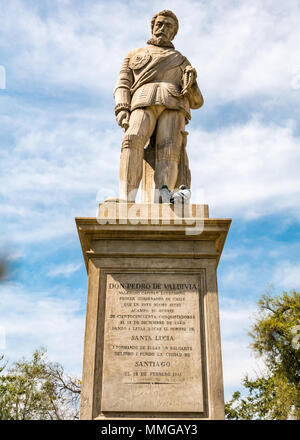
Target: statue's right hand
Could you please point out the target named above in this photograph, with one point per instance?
(123, 119)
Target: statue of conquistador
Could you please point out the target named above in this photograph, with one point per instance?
(155, 91)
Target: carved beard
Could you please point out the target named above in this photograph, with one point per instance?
(164, 43)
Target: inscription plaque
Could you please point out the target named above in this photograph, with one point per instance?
(152, 343)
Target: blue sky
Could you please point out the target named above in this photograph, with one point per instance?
(60, 150)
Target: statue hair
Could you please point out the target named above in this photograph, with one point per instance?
(166, 13)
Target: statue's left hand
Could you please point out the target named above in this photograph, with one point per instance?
(123, 119)
(189, 78)
(191, 71)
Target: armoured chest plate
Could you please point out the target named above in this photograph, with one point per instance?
(139, 60)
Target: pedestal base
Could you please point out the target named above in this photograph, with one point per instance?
(152, 340)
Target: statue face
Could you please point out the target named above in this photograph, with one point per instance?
(164, 28)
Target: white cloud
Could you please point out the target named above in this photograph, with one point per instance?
(237, 46)
(39, 318)
(287, 275)
(247, 170)
(64, 270)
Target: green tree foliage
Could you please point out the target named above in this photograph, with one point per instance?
(37, 390)
(275, 335)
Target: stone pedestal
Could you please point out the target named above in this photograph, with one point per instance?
(152, 340)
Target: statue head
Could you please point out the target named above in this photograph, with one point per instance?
(164, 26)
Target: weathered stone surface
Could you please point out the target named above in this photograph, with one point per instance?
(152, 343)
(145, 259)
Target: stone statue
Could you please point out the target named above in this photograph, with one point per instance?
(155, 91)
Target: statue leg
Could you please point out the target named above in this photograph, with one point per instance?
(141, 126)
(170, 126)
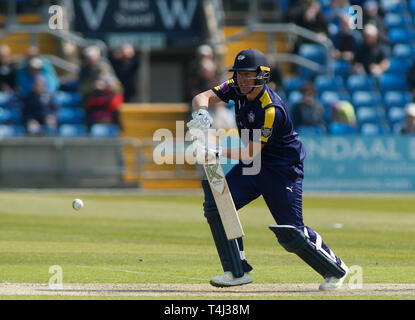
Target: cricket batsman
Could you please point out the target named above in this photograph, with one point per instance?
(279, 180)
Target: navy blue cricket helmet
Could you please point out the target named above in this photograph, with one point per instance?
(251, 60)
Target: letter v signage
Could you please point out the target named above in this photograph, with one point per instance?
(177, 13)
(94, 18)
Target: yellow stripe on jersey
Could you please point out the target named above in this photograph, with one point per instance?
(268, 124)
(265, 99)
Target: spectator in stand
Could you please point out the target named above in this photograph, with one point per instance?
(408, 127)
(309, 16)
(203, 72)
(101, 90)
(275, 77)
(104, 101)
(410, 78)
(126, 64)
(25, 79)
(343, 112)
(39, 109)
(370, 57)
(346, 41)
(93, 66)
(8, 69)
(309, 111)
(372, 15)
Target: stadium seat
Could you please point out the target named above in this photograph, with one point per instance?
(374, 129)
(394, 6)
(338, 128)
(366, 98)
(68, 115)
(10, 116)
(403, 50)
(4, 98)
(397, 20)
(396, 98)
(341, 68)
(360, 82)
(8, 130)
(294, 97)
(72, 130)
(401, 35)
(310, 130)
(399, 65)
(293, 83)
(327, 83)
(391, 82)
(328, 97)
(370, 114)
(396, 115)
(67, 99)
(313, 52)
(104, 130)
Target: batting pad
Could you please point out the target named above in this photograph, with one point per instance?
(295, 241)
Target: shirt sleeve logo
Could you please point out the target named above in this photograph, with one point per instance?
(266, 132)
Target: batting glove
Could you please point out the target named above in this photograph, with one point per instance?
(201, 120)
(207, 154)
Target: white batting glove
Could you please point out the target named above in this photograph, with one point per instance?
(207, 154)
(201, 120)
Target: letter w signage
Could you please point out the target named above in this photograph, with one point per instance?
(179, 22)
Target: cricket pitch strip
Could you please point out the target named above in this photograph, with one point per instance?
(201, 290)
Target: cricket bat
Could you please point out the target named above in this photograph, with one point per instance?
(224, 201)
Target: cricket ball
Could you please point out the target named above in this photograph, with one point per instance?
(77, 204)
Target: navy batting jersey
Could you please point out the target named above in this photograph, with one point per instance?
(267, 113)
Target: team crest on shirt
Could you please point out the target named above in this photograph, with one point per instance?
(251, 117)
(266, 132)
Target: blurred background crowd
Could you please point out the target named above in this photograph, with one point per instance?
(367, 85)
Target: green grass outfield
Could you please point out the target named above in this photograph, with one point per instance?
(164, 239)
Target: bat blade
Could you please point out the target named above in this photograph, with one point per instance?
(224, 201)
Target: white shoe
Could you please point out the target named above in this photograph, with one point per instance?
(332, 283)
(228, 280)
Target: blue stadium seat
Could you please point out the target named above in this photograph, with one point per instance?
(399, 65)
(104, 130)
(366, 98)
(327, 83)
(67, 99)
(313, 52)
(9, 130)
(310, 130)
(374, 129)
(396, 115)
(10, 116)
(4, 98)
(394, 6)
(360, 82)
(338, 128)
(328, 97)
(293, 83)
(396, 98)
(397, 20)
(370, 114)
(294, 97)
(401, 35)
(68, 115)
(341, 68)
(403, 50)
(72, 130)
(391, 82)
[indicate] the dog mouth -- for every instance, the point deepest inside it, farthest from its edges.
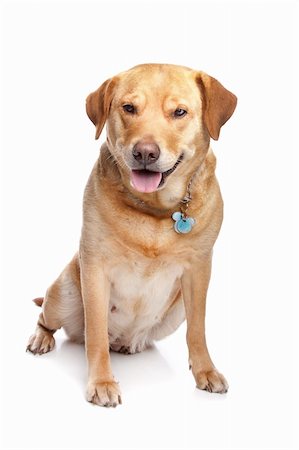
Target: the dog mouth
(148, 181)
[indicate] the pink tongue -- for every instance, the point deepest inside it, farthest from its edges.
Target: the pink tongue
(145, 181)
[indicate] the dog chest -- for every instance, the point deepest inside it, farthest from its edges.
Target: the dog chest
(141, 292)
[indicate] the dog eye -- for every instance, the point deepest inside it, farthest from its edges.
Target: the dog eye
(129, 108)
(179, 112)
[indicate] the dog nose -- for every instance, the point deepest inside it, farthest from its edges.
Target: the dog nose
(146, 152)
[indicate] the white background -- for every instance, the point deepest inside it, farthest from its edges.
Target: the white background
(53, 55)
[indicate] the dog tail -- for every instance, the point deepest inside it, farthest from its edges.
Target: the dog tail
(38, 301)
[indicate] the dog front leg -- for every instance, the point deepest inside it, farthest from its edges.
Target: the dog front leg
(101, 389)
(195, 282)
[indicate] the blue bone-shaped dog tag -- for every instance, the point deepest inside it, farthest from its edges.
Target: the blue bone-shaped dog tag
(182, 224)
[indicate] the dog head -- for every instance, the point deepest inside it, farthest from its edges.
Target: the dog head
(159, 121)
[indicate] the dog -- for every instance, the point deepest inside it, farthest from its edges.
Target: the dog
(152, 212)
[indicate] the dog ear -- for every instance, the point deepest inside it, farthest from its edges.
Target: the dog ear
(218, 103)
(98, 105)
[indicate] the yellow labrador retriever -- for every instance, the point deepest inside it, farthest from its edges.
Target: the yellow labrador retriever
(152, 212)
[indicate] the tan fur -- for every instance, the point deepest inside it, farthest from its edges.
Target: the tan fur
(135, 279)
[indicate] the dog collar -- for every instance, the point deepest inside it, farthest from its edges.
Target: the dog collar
(183, 224)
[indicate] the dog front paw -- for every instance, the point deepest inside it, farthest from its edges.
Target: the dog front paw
(104, 393)
(211, 381)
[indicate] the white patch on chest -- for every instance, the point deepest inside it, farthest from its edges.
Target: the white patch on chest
(141, 293)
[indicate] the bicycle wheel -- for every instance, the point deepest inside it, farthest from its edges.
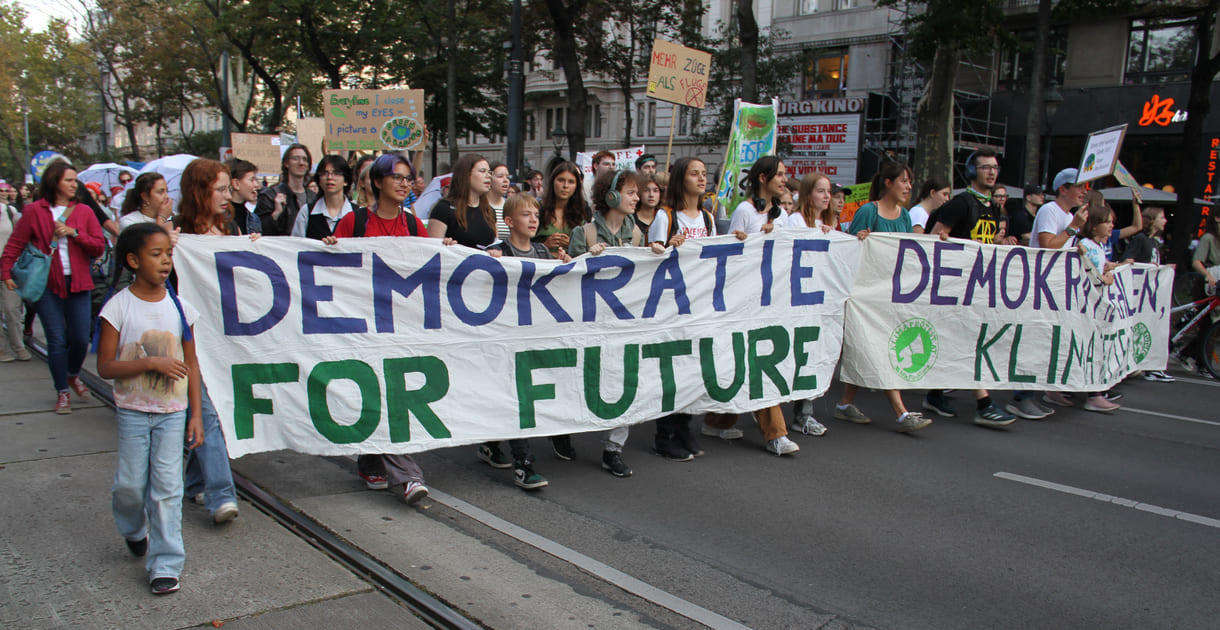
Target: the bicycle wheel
(1209, 349)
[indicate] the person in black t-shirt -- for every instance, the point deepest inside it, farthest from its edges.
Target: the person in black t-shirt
(970, 215)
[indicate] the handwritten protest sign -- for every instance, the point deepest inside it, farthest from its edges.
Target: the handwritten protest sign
(678, 73)
(262, 149)
(371, 120)
(1101, 153)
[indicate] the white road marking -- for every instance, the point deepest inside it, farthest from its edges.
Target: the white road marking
(1109, 498)
(1171, 416)
(632, 585)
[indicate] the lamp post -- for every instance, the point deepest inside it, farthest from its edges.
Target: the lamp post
(1051, 101)
(559, 137)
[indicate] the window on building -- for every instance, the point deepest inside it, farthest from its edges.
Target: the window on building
(1016, 62)
(1160, 50)
(645, 117)
(824, 75)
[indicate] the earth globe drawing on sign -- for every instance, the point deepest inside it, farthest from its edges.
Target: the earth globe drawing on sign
(913, 348)
(401, 132)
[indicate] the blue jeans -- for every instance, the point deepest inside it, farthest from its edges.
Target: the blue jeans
(66, 325)
(147, 496)
(208, 469)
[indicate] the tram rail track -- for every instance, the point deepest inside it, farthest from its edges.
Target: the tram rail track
(386, 579)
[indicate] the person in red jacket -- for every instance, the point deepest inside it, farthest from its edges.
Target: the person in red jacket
(59, 226)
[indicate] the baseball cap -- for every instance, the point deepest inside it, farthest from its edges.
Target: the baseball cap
(1068, 176)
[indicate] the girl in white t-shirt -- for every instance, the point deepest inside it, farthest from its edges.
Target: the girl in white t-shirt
(148, 348)
(683, 208)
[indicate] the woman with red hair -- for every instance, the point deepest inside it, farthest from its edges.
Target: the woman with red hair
(205, 210)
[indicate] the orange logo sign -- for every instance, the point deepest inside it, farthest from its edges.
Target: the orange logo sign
(1157, 111)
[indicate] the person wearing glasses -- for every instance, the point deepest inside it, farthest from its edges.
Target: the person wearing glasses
(278, 205)
(333, 177)
(971, 215)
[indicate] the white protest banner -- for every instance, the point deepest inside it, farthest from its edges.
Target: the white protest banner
(373, 120)
(404, 344)
(261, 149)
(1101, 153)
(624, 160)
(955, 314)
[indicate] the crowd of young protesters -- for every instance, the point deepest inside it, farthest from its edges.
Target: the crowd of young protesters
(167, 423)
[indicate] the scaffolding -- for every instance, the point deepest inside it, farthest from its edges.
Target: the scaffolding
(892, 116)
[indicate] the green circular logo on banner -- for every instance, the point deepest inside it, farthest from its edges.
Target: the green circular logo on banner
(400, 133)
(1141, 341)
(913, 348)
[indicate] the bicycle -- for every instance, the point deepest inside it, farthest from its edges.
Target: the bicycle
(1192, 318)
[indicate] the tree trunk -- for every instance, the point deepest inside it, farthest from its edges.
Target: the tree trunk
(1036, 109)
(452, 84)
(1187, 215)
(748, 32)
(565, 50)
(933, 153)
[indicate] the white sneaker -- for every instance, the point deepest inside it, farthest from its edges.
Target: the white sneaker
(911, 421)
(225, 513)
(782, 446)
(724, 434)
(808, 425)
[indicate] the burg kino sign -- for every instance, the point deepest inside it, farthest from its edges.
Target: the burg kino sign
(824, 137)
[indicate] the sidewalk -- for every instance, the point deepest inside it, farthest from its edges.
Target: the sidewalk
(62, 564)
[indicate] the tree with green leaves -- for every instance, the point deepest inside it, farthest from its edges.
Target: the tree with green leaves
(42, 73)
(937, 36)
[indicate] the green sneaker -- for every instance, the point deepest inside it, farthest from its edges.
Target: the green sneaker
(523, 475)
(850, 414)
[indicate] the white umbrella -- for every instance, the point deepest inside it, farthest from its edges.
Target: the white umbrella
(105, 173)
(430, 197)
(1149, 195)
(170, 167)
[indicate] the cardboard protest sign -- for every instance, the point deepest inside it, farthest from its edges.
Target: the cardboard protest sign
(678, 73)
(382, 346)
(625, 160)
(955, 314)
(262, 149)
(1101, 153)
(373, 120)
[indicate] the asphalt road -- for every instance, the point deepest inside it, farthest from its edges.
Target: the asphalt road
(1070, 521)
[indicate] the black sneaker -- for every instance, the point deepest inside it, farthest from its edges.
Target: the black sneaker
(611, 460)
(670, 448)
(563, 447)
(138, 547)
(523, 475)
(686, 438)
(165, 585)
(493, 457)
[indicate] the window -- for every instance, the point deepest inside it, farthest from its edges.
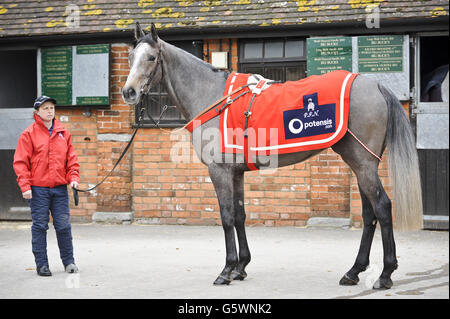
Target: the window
(275, 59)
(431, 108)
(18, 80)
(158, 97)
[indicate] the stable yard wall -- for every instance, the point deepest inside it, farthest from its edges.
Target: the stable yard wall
(159, 190)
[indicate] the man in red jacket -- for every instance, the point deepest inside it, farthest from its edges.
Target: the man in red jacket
(45, 162)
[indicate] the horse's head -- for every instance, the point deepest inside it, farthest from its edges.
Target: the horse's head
(145, 65)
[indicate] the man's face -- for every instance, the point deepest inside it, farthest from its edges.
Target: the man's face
(46, 111)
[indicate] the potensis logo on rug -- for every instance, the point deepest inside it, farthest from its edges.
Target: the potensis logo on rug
(312, 119)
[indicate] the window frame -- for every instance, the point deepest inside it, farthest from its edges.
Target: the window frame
(242, 43)
(419, 106)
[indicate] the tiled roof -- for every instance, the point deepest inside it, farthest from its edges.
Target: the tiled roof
(26, 18)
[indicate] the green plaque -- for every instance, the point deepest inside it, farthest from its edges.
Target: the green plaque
(56, 74)
(76, 75)
(380, 54)
(329, 54)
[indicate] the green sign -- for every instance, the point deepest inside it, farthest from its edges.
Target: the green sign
(76, 75)
(380, 54)
(329, 54)
(56, 74)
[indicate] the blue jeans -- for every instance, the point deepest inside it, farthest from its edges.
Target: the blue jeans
(55, 200)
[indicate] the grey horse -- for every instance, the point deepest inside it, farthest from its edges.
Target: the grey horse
(376, 117)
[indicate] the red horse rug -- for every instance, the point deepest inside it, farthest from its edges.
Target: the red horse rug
(295, 116)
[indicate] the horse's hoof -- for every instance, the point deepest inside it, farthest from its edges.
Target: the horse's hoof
(382, 284)
(347, 281)
(222, 280)
(235, 275)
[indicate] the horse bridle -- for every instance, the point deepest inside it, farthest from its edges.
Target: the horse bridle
(146, 87)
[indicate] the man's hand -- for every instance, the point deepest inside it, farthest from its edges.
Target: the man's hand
(27, 194)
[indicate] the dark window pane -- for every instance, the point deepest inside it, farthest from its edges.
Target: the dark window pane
(273, 49)
(253, 70)
(295, 73)
(294, 49)
(253, 50)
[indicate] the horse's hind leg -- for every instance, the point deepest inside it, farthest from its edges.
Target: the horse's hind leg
(362, 260)
(372, 191)
(371, 186)
(222, 178)
(244, 252)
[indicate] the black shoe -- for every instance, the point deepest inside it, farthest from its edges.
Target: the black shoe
(44, 271)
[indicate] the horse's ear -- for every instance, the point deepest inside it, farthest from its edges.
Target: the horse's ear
(138, 32)
(154, 33)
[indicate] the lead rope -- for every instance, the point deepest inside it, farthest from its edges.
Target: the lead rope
(76, 190)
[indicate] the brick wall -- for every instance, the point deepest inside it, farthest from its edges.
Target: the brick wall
(163, 191)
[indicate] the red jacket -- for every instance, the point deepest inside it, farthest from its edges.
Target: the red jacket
(44, 160)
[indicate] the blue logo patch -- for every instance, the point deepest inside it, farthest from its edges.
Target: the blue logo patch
(312, 119)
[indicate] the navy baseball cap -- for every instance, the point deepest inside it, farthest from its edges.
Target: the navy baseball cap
(43, 98)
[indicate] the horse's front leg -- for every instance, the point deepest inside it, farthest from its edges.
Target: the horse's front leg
(244, 252)
(222, 179)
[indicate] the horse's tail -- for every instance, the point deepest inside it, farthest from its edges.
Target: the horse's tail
(403, 165)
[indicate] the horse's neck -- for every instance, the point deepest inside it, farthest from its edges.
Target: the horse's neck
(191, 84)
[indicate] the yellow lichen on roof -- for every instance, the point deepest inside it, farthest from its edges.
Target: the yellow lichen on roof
(185, 3)
(123, 23)
(304, 5)
(438, 11)
(242, 2)
(55, 23)
(364, 3)
(166, 12)
(211, 3)
(145, 3)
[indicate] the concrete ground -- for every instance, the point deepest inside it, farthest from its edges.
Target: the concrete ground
(142, 261)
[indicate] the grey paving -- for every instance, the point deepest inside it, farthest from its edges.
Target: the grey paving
(149, 261)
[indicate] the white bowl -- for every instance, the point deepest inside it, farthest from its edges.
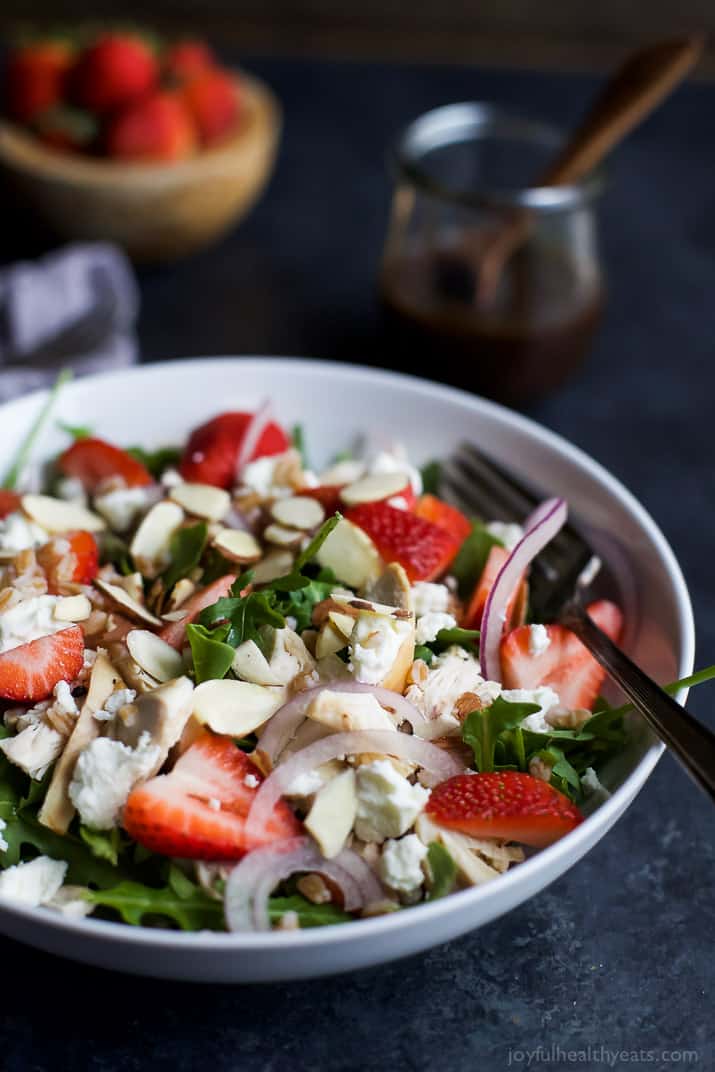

## Work instruction
Please give the number of lines in the data where "jersey" appears, without any other words.

## Result
2